#### Direction:
Reproduce the items below, swapping every occurrence of "with one point" for "with a single point" and keeping everything else unchanged.

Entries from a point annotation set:
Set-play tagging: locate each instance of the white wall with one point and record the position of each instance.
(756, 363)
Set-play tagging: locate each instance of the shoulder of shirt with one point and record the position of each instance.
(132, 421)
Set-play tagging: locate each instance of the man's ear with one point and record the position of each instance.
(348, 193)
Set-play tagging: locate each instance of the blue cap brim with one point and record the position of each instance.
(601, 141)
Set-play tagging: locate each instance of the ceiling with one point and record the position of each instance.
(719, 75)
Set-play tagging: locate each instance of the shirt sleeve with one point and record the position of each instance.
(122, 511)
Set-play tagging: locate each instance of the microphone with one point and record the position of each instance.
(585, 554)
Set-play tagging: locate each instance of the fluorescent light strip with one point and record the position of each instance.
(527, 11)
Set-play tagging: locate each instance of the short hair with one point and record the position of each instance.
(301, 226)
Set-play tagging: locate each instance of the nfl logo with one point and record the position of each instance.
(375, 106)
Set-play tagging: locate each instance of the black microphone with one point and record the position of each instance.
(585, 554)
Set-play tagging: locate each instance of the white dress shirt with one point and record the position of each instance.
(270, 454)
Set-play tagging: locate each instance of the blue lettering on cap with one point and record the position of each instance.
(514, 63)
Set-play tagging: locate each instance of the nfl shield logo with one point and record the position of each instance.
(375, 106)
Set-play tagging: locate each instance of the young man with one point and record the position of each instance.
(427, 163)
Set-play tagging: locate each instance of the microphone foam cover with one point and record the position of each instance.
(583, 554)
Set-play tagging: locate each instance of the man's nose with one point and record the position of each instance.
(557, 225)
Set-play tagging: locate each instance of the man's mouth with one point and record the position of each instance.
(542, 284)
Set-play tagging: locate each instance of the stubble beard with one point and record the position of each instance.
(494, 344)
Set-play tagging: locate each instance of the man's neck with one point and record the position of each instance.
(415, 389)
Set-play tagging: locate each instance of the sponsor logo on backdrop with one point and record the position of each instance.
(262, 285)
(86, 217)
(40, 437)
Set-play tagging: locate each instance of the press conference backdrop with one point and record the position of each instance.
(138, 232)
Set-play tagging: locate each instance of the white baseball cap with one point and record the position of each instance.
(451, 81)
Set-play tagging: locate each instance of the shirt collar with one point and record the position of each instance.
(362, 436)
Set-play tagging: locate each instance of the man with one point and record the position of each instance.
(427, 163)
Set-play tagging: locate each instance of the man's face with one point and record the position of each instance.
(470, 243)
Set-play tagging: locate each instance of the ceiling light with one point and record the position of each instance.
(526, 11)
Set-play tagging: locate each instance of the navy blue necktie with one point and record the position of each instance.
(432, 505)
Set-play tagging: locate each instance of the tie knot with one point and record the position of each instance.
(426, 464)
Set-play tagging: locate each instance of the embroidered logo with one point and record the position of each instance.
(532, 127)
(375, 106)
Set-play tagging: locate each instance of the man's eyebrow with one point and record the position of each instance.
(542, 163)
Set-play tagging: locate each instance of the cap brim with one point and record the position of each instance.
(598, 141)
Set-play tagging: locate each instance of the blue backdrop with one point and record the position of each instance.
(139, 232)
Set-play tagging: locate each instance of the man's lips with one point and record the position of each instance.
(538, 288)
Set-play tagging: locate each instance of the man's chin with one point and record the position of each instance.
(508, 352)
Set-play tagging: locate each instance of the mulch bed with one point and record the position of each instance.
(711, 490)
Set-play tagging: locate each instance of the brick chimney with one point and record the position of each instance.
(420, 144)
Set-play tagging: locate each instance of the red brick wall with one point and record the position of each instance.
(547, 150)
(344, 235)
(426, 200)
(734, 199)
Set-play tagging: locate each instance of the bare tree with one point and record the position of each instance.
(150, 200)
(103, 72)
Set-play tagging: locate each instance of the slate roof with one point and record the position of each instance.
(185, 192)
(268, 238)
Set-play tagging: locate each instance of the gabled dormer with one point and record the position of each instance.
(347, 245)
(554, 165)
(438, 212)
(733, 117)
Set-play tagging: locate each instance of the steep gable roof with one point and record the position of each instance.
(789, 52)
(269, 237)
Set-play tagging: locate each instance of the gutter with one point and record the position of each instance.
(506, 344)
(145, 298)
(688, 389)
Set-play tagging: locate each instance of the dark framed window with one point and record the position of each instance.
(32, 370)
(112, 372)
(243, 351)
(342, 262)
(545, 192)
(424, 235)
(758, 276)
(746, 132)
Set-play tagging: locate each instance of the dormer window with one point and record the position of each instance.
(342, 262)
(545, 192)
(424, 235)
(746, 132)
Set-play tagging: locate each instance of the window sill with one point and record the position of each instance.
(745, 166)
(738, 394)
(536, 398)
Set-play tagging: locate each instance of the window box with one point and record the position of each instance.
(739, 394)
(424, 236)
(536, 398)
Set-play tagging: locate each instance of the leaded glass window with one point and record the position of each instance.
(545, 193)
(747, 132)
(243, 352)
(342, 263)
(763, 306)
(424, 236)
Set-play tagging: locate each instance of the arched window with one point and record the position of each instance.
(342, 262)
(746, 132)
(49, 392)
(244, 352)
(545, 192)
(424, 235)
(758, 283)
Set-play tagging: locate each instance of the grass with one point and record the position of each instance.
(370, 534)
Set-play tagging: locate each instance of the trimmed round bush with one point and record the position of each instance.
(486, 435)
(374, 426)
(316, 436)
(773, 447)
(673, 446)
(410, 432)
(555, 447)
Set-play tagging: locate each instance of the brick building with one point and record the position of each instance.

#### Complete response:
Set-play tagging: locate each instance of the white wall with a single point and record the position of each instance.
(756, 363)
Set-play tagging: locate each instance of the shoulder of shirt with a single point and record the position of each instance.
(132, 421)
Set-play tagging: locate each instance of the man's ear with a single point and record the position of each instance.
(348, 193)
Set-play tagging: locate each instance of the blue cap brim with a single point and record the position of each instance.
(601, 141)
Set-play tagging: locate each instance of the ceiling with a single point and record the position of each instance.
(719, 75)
Set-play tagging: locate each instance of the shirt sleeve with a single point and record the position of each instance.
(122, 511)
Set-play tagging: locate each instance of the microphone with a single point and record the position of each instance.
(585, 554)
Set-play tagging: locate each instance of the fluorescent light strip with a single point and record the position of each instance.
(527, 11)
Set-play tagging: locate each instance of the short hair with a single point and record the position of each instance.
(301, 226)
Set-play tagging: locate each instance of the nfl logo with a single point and record the position of each instance.
(375, 106)
Set-play tagging: locate each instance of the black microphone with a single point and record the position of each instance.
(585, 554)
Set-play tagging: locate each instance of the white dress shirt with a single point and record the position of each instance.
(270, 454)
Set-play tagging: locate each instance of the blue lettering on cap with a single point and record the position of each instance.
(514, 63)
Set-play tagging: locate each instance of the nfl shield logo with a single point and record the position of each instance.
(375, 106)
Set-play tagging: locate each instance of the young man with a single point and record the position of each instance.
(427, 163)
Set-play tagging: locate each instance of the microphone foam cover with a single point and record the position of each instance.
(583, 554)
Set-play tagging: locate each instance of the man's nose with a single point and record the position of each instance.
(557, 225)
Set-play tagging: locate each instance of the man's mouth with a single point and record the position of each instance.
(542, 284)
Set-play tagging: locate each instance of the stubble beard with a single point and record the position of each instance.
(494, 344)
Set-play tagging: locate each instance of the man's neck with a single point and record the position of each instance.
(415, 389)
Set-play tagging: locate each instance of the sponsor logo on backdrop with a single point and record the position of each instance.
(262, 285)
(86, 217)
(40, 437)
Set-play tagging: locate each instance of the press conference backdrop with a single point and record the position of each instance.
(138, 232)
Set-play tagging: locate each instance of the white baseball cap with a single point and record the position of each instance.
(451, 81)
Set-play tagging: locate each instance of the shirt collar with a single point and record the position of each instance.
(362, 436)
Set-play tagging: locate each instance of the man with a single point and record the position of each instance.
(427, 163)
Set-play tagging: locate each instance of the man's face with a single point and record the position of each instance.
(470, 243)
Set-play tagging: locate each instance of the ceiling light with a single point and record the position of each instance.
(526, 11)
Set-play tagging: locate each instance of the navy blue necktie with a single point and record the position of each instance.
(432, 505)
Set-play tagging: locate each instance of the tie knot with a single point and record the position of each instance.
(426, 464)
Set-play tagging: locate each instance of the embroidered logo with a single point and record the position of each instance.
(532, 127)
(375, 106)
Set-play tagging: locate each instance of the man's eyebrow with a single point and record the position of each instance.
(542, 163)
Set-play tagging: locate each instance of the cap brim with a single point and record the position of each instance.
(598, 141)
Set-play tagging: locate each instance of the blue backdrop with a single point and record the position of each instance.
(139, 232)
Set-play tagging: locate each instance of the man's lips with a single point and record the position of each instance.
(538, 288)
Set-play tagging: locate each instance of the man's chin with a single point and record the position of each instance.
(508, 352)
Set-play tagging: locate each instance of the mulch bed with a single point and record the position of each instance.
(711, 490)
Set-play tagging: locate each instance of the brick chimney with a single point and record the position of each instance.
(420, 144)
Set-play tagging: locate each instance of the red brick wall with a single point and record the position of each instance.
(547, 150)
(344, 235)
(426, 200)
(734, 199)
Set-play tagging: locate each instance of the bare tree with a single point and record the position of each instance.
(150, 200)
(103, 72)
Set-play tagging: locate each instance of the slate roof with a single point and record the position of each instance.
(185, 192)
(268, 238)
Set-play tagging: locate each instance of the gabled dormer with a single point and record the position of each instance.
(347, 245)
(554, 165)
(438, 212)
(733, 117)
Set-play tagging: locate each instance of the steep gable roof with a single point and record the position of each instance.
(789, 52)
(269, 237)
Set-play tagging: locate each instance of the gutter with a single point and record the position of each instance.
(506, 344)
(145, 298)
(688, 389)
Set-play tagging: locate each instance of the dark framed window with a single point and record the position of each instance.
(32, 370)
(112, 372)
(243, 351)
(342, 262)
(545, 192)
(424, 235)
(758, 276)
(746, 132)
Set-play tagging: locate each instance of the dormer window with a single point and record the position of each instance.
(342, 262)
(545, 192)
(424, 235)
(746, 132)
Set-play tagging: locate each instance of the window sill with a single point and record the position of each instance.
(745, 166)
(738, 394)
(536, 398)
Set-play tagging: locate each instance of the window box with a single point and record the position of each instance.
(739, 394)
(424, 236)
(536, 398)
Set-play tagging: locate each instance of the leaded glass window with a single point and record the position of each instance.
(545, 193)
(747, 132)
(243, 352)
(342, 263)
(763, 306)
(424, 236)
Set-play tagging: locate each instance of the arched window with a single point and record the position of each instance.
(342, 262)
(746, 132)
(49, 392)
(244, 352)
(545, 192)
(424, 235)
(758, 283)
Set-play tagging: locate each instance of the grass with a single point and record the position of each instance.
(370, 534)
Set-play tagging: locate each instance of the trimmed round bush with a single point and record the position of each instance.
(486, 435)
(374, 426)
(316, 436)
(773, 447)
(673, 446)
(410, 432)
(555, 447)
Set-play tagging: locate each instance of the brick building with a single point and record the position of each instance.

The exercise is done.